MATERIAL FOR THIS TASK start
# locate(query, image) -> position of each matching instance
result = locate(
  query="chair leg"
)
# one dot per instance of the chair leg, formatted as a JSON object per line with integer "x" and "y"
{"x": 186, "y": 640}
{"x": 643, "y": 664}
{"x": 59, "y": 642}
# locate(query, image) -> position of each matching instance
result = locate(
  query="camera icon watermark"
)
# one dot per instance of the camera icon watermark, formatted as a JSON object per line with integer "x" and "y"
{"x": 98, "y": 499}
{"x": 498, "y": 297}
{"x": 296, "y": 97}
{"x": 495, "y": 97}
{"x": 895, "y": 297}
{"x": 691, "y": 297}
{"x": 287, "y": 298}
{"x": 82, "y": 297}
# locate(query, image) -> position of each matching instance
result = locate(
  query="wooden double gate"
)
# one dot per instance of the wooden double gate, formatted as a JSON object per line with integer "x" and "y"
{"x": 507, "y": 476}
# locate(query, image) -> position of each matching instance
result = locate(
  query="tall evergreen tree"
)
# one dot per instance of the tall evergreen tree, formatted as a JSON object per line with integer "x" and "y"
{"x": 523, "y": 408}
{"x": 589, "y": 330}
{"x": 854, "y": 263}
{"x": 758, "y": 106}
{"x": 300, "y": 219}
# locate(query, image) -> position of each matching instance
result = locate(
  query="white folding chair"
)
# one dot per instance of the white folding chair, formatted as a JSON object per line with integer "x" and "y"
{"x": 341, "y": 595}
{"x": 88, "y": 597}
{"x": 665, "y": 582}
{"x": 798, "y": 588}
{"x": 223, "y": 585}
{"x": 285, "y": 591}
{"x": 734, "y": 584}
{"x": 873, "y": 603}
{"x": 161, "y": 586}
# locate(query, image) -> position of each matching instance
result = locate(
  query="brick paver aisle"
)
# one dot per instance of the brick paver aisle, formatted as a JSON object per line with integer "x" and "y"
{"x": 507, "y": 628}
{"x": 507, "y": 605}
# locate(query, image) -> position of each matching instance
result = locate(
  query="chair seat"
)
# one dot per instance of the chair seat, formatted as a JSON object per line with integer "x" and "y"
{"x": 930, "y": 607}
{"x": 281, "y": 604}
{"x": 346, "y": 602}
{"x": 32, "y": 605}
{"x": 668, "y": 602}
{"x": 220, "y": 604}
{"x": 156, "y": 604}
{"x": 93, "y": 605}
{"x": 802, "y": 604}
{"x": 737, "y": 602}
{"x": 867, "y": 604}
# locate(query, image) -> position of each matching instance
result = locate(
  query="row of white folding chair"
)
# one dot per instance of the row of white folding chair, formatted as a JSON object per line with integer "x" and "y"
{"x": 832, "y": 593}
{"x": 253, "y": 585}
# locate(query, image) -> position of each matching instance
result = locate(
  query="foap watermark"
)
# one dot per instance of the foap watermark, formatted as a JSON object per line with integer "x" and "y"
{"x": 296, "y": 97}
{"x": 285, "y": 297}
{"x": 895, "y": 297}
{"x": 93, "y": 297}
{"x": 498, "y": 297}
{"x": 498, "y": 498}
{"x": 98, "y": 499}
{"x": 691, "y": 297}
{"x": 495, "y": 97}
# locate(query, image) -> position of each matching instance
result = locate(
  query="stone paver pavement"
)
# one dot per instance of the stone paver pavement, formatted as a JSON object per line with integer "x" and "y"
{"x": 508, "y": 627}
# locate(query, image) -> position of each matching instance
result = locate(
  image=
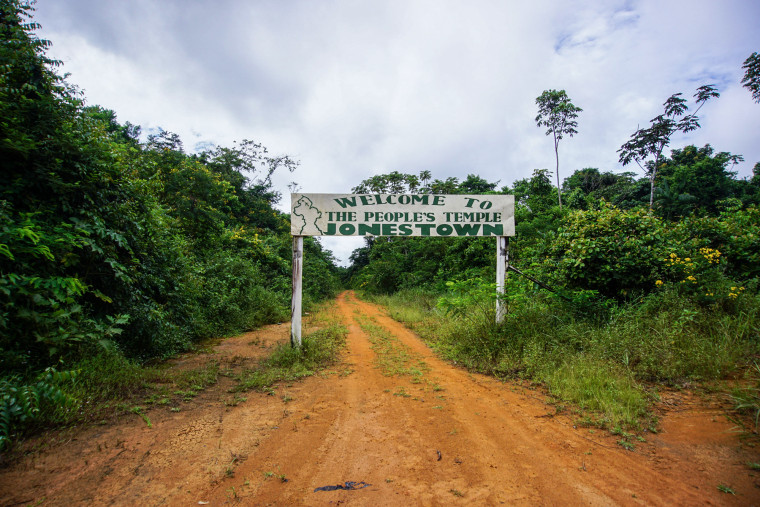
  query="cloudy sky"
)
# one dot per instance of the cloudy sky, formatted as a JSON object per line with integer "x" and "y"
{"x": 353, "y": 88}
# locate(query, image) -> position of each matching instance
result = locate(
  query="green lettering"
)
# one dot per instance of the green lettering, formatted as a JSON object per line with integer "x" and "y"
{"x": 467, "y": 229}
{"x": 371, "y": 230}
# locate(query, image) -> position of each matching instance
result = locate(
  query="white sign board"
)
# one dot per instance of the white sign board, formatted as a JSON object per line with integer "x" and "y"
{"x": 402, "y": 215}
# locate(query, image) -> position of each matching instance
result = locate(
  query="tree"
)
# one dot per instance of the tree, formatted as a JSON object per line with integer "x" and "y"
{"x": 645, "y": 145}
{"x": 558, "y": 114}
{"x": 751, "y": 79}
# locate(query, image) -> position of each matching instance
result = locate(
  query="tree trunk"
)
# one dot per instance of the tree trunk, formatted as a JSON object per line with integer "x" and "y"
{"x": 556, "y": 156}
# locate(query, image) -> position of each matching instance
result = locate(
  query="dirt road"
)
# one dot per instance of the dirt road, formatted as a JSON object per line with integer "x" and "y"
{"x": 441, "y": 436}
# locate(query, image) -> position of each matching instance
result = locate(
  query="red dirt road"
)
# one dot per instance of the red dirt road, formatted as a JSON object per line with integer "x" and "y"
{"x": 450, "y": 438}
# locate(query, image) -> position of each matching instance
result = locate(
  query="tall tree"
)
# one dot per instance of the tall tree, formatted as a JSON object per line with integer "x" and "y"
{"x": 751, "y": 79}
{"x": 557, "y": 114}
{"x": 645, "y": 145}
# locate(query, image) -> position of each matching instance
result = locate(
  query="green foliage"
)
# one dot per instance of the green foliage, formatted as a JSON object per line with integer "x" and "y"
{"x": 609, "y": 250}
{"x": 22, "y": 403}
{"x": 751, "y": 79}
{"x": 318, "y": 350}
{"x": 558, "y": 115}
{"x": 119, "y": 250}
{"x": 646, "y": 145}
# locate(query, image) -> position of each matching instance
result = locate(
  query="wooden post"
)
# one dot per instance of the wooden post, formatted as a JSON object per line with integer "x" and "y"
{"x": 502, "y": 267}
{"x": 295, "y": 302}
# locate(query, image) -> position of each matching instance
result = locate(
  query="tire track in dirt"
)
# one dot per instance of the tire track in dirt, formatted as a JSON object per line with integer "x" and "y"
{"x": 447, "y": 437}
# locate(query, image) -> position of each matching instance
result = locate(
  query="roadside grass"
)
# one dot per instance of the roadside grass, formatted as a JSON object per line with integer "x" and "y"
{"x": 108, "y": 384}
{"x": 607, "y": 366}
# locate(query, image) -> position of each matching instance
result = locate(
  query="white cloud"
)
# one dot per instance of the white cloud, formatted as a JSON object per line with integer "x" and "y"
{"x": 353, "y": 89}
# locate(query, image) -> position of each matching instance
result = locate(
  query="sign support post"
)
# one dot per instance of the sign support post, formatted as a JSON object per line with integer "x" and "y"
{"x": 295, "y": 302}
{"x": 413, "y": 215}
{"x": 502, "y": 267}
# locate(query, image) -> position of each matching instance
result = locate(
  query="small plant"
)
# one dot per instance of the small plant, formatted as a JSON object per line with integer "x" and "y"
{"x": 402, "y": 393}
{"x": 139, "y": 411}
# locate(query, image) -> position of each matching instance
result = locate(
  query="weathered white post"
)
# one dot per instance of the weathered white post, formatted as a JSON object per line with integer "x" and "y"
{"x": 502, "y": 266}
{"x": 295, "y": 302}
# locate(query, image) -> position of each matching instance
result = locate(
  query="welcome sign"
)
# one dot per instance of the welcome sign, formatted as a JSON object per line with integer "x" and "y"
{"x": 402, "y": 215}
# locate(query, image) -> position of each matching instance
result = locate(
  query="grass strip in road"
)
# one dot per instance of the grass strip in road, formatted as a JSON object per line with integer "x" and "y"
{"x": 393, "y": 357}
{"x": 319, "y": 349}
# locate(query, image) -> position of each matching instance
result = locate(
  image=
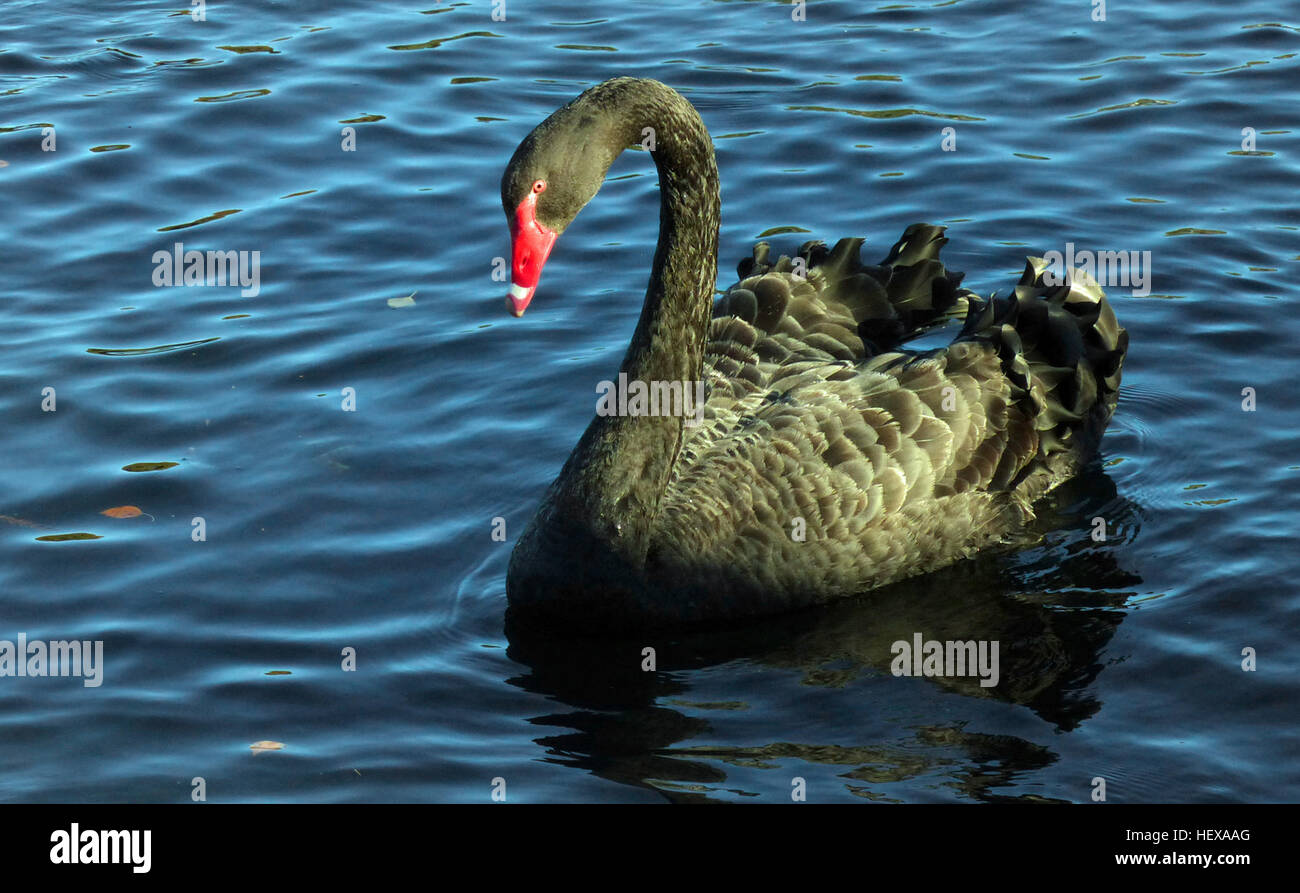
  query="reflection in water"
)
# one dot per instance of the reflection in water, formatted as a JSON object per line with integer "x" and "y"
{"x": 1052, "y": 607}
MATERIAL FOR THIS TASK end
#### PROBLEM DESCRIPTION
Exclude all images and restate the records above word for word.

#### RESPONSE TO THE EXERCISE
# locate(query, image) -> position of each matching instance
result = locate(
  query="chair leg"
)
# one dot per instance of the chair leg, formatted as a JSON object per line with integer "x" and "y"
{"x": 186, "y": 640}
{"x": 643, "y": 664}
{"x": 59, "y": 642}
# locate(query, image) -> position of each matching instance
result = locate(
  query="camera icon watermark"
)
# one dot per instance of the camera icon watermark, formatted as a JSON object per line with integer "x" and "y"
{"x": 98, "y": 499}
{"x": 498, "y": 297}
{"x": 296, "y": 97}
{"x": 495, "y": 97}
{"x": 895, "y": 297}
{"x": 691, "y": 297}
{"x": 287, "y": 298}
{"x": 82, "y": 297}
# locate(query, image) -> position of each matching instance
result = locate(
  query="wooden double gate"
)
# one dot per instance of the wooden double gate, formatted as a JSON object per line with integer "x" and "y"
{"x": 507, "y": 476}
# locate(query, image) -> position of each matching instance
result = locate(
  query="tall evergreen tree"
)
# one dot per instance of the tall evergreen tree, formatted as a JSON object per line with integer "x" and "y"
{"x": 523, "y": 408}
{"x": 589, "y": 330}
{"x": 854, "y": 263}
{"x": 758, "y": 106}
{"x": 300, "y": 219}
# locate(query, image) -> position of each matching instance
result = locate(
  query="white folding chair"
)
# one dot per instance of the white folding chair, formatted as a JSON object per line with integer "x" and "y"
{"x": 341, "y": 595}
{"x": 88, "y": 597}
{"x": 665, "y": 582}
{"x": 798, "y": 588}
{"x": 223, "y": 585}
{"x": 285, "y": 591}
{"x": 734, "y": 584}
{"x": 873, "y": 603}
{"x": 161, "y": 586}
# locate(query, image) -> position of each matching instance
result = locate(
  query="brick paver aisle"
)
# one dot per instance of the brick paver aisle, formatted as a JSON object per line with integer "x" and "y"
{"x": 507, "y": 628}
{"x": 507, "y": 605}
# locate(query, image) -> position of each matching instance
result = locate(
  query="chair seat"
)
# one dot per instance of the chair seat, formatted as a JSON object per line with integer "x" and "y"
{"x": 930, "y": 607}
{"x": 281, "y": 604}
{"x": 346, "y": 602}
{"x": 32, "y": 605}
{"x": 668, "y": 602}
{"x": 220, "y": 604}
{"x": 156, "y": 604}
{"x": 93, "y": 605}
{"x": 802, "y": 604}
{"x": 737, "y": 602}
{"x": 867, "y": 604}
# locate(query, image) -> position of each matching instance
result = locate(
  query="row of white folding chair"
)
# one dot per instance of the row of white folding chair, formatted as a JSON object per line with integer "x" and "y"
{"x": 832, "y": 593}
{"x": 253, "y": 585}
# locate(query, image) -> position of each matching instance
result = locate(
  query="foap watermark"
)
# one dot per instance of the foap watermark, formatted as a JSON object per line with integer "x" and "y"
{"x": 296, "y": 97}
{"x": 285, "y": 297}
{"x": 895, "y": 297}
{"x": 93, "y": 297}
{"x": 498, "y": 297}
{"x": 498, "y": 498}
{"x": 98, "y": 499}
{"x": 691, "y": 297}
{"x": 495, "y": 97}
# locate(query, image) -> position of each matching instance
result = locate(
  query="stone paver pavement"
)
# one dot per instance of the stone paver pavement, formatted as a JSON object per line with integer "x" and "y"
{"x": 508, "y": 627}
# locate(query, image) -> position of each matching instance
result = locate(
  image=
  query="cloudy sky"
)
# one dot per instance of the cloudy sky, formatted as a JSON object per line with integer "x" and "y"
{"x": 353, "y": 88}
# locate(query, image) -> position of each matching instance
result = locate(
  query="green lettering"
)
# one dot per instance of the green lettering, formatted as a JSON object per line with integer "x" and "y"
{"x": 467, "y": 229}
{"x": 371, "y": 230}
# locate(query, image) -> position of each matching instance
result = locate(
  query="white sign board"
)
# one dot per instance of the white sign board, formatted as a JSON object per line with integer "x" and "y"
{"x": 402, "y": 215}
# locate(query, image) -> position of each matching instance
result = locate(
  query="tree"
)
# one dot per instance of the tree, formatted as a JSON object per line with integer "x" and "y"
{"x": 645, "y": 145}
{"x": 558, "y": 114}
{"x": 751, "y": 79}
# locate(query, image) -> position of each matching instance
result = locate(
  query="tree trunk"
)
# one dot per instance of the tree trunk, formatted as a JSON object per line with integer "x" and "y"
{"x": 556, "y": 156}
# locate(query, image) -> position of each matching instance
result = locate(
  query="dirt road"
)
# one dot per instance of the dirt road, formatted as a JSON object per line with integer "x" and "y"
{"x": 441, "y": 436}
# locate(query, image) -> position of each matching instance
result = locate(
  query="red dirt road"
)
# one dot per instance of the red dirt road, formatted as a JSON object per line with integer "x" and "y"
{"x": 450, "y": 438}
# locate(query, image) -> position of each matching instance
result = locate(
  query="tall tree"
)
# one dot per instance of the tall tree, formatted as a JSON object per line with integer "x" and "y"
{"x": 751, "y": 79}
{"x": 557, "y": 114}
{"x": 645, "y": 145}
# locate(query, image) -> position of each matching instance
result = locate(
  query="green foliage"
)
# one dot per instance of the green foliage, formatted as a JSON object per line with integer "x" and "y"
{"x": 609, "y": 250}
{"x": 22, "y": 403}
{"x": 751, "y": 79}
{"x": 318, "y": 350}
{"x": 558, "y": 115}
{"x": 119, "y": 250}
{"x": 646, "y": 145}
# locate(query, image) -> position of each matching instance
result = locate(
  query="wooden post"
)
# one dot per instance of the wooden post, formatted as a JSON object per line with integer "x" and "y"
{"x": 502, "y": 267}
{"x": 295, "y": 302}
# locate(query, image) -> position of each matching instance
result = locate(
  query="tire track in dirt"
)
# one dot per instance of the tire track in dirt, formatted as a JSON object per line with integer "x" and "y"
{"x": 447, "y": 437}
# locate(query, image) -> position of each matching instance
result = locate(
  query="roadside grass"
)
# one dot per instance of the roadside grass, formatted as a JSON object per line with integer "x" and "y"
{"x": 108, "y": 384}
{"x": 607, "y": 366}
# locate(query, image) -> position of each matching instance
result = locate(
  query="white cloud"
)
# one dot per instance of the white cloud, formatted as a JSON object per line with integer "x" and "y"
{"x": 353, "y": 89}
# locate(query, image) -> position of each matching instance
result = locate(
  query="sign support post"
)
# one dot per instance of the sign support post, formatted as a JSON object per line with integer "x" and "y"
{"x": 295, "y": 302}
{"x": 413, "y": 215}
{"x": 502, "y": 267}
# locate(query, image) -> position of each matching instance
result = locate(
  query="small plant"
)
# one dot per instance of the small plant, formatted as a JSON object per line with integer "x" and "y"
{"x": 402, "y": 393}
{"x": 139, "y": 411}
# locate(query, image) -> position of each matching instance
result = locate(
  query="weathered white post"
)
# one dot per instance of the weathered white post, formatted as a JSON object per line with integer "x" and "y"
{"x": 502, "y": 266}
{"x": 295, "y": 302}
# locate(query, image) -> position of each matching instance
result = locate(
  query="welcome sign"
)
# one dot per instance of the welcome sign, formatted as a JSON object per line with integer "x" and "y"
{"x": 402, "y": 215}
# locate(query, image) -> position of each matching instance
result = locate(
  query="grass strip in road"
)
# one dot per instance of the grass strip in road, formatted as a JSON object per line with integer "x" and "y"
{"x": 393, "y": 357}
{"x": 319, "y": 349}
# locate(query, image) -> position of each matching instance
result = locate(
  image=
  query="reflection in water"
)
# one dot per instance of the reflection in water, formatted as a JSON object per line with integer "x" and "y"
{"x": 1052, "y": 607}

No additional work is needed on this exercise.